(Point-per-instance localization data)
══════════════════════════════
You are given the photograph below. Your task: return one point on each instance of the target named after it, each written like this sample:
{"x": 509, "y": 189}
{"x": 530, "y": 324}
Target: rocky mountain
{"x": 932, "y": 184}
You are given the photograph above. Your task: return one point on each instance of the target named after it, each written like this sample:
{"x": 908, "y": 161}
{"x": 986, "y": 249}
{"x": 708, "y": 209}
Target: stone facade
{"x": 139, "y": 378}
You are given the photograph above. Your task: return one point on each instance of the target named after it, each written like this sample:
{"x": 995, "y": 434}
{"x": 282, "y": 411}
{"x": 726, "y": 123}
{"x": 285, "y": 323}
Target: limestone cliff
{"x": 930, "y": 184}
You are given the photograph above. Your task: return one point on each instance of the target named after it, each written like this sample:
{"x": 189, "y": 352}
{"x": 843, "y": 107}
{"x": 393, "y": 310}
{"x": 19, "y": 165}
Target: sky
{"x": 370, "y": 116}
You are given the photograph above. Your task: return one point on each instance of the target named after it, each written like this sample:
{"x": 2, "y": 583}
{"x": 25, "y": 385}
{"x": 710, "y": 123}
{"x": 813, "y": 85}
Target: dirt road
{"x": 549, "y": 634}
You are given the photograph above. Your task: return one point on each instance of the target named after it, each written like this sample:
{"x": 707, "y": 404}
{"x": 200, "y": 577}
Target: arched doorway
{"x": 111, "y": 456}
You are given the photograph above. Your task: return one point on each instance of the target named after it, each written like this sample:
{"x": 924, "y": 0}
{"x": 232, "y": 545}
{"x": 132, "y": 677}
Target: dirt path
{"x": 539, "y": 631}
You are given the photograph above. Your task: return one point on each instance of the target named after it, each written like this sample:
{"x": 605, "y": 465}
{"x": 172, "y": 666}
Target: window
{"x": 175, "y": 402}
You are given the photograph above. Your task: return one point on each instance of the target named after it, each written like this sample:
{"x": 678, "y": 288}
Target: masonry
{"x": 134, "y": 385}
══════════════════════════════
### Task item
Nothing should be dropped. Retype each line above as it is.

### Answer to this task
You are given the photograph below. Your task: return one point on each instance of the target named after it, each written like this sample:
{"x": 509, "y": 189}
{"x": 530, "y": 324}
Target: rocky mountain
{"x": 932, "y": 184}
You are given the photograph above. Your task: return one point on each instance of the target named after it, each written like this sample:
{"x": 908, "y": 161}
{"x": 986, "y": 249}
{"x": 708, "y": 209}
Target: stone facade
{"x": 139, "y": 378}
You are given the photograph above. Your task: return one point on each instance of the target named after it, each written like this sample:
{"x": 995, "y": 434}
{"x": 282, "y": 411}
{"x": 726, "y": 123}
{"x": 285, "y": 323}
Target: limestone cliff
{"x": 930, "y": 184}
You are given the photograph above. Your task: return one point on each instance of the target named after it, each written like this sample:
{"x": 189, "y": 352}
{"x": 843, "y": 107}
{"x": 393, "y": 310}
{"x": 19, "y": 165}
Target: sky
{"x": 370, "y": 116}
You are given the photograph above. Your task: return one point on each instance of the target named after it, each written like this sample:
{"x": 2, "y": 583}
{"x": 25, "y": 385}
{"x": 710, "y": 123}
{"x": 813, "y": 85}
Target: dirt road
{"x": 549, "y": 634}
You are given the photograph above. Your task: return one point on each instance of the target named after it, each written like this sample:
{"x": 707, "y": 404}
{"x": 200, "y": 577}
Target: arched doorway
{"x": 111, "y": 456}
You are given the photograph above. Your task: return one point on each instance of the target named after it, each written like this sample:
{"x": 924, "y": 0}
{"x": 232, "y": 545}
{"x": 132, "y": 677}
Target: dirt path
{"x": 539, "y": 631}
You are given the photograph above. Your task: return one point on each instance of the target named after it, each written like this sample:
{"x": 605, "y": 465}
{"x": 172, "y": 666}
Target: window
{"x": 175, "y": 402}
You are given the photograph above. Your task: return one point on each instance of the target named after it, each written like this sample:
{"x": 678, "y": 288}
Target: masonry
{"x": 134, "y": 385}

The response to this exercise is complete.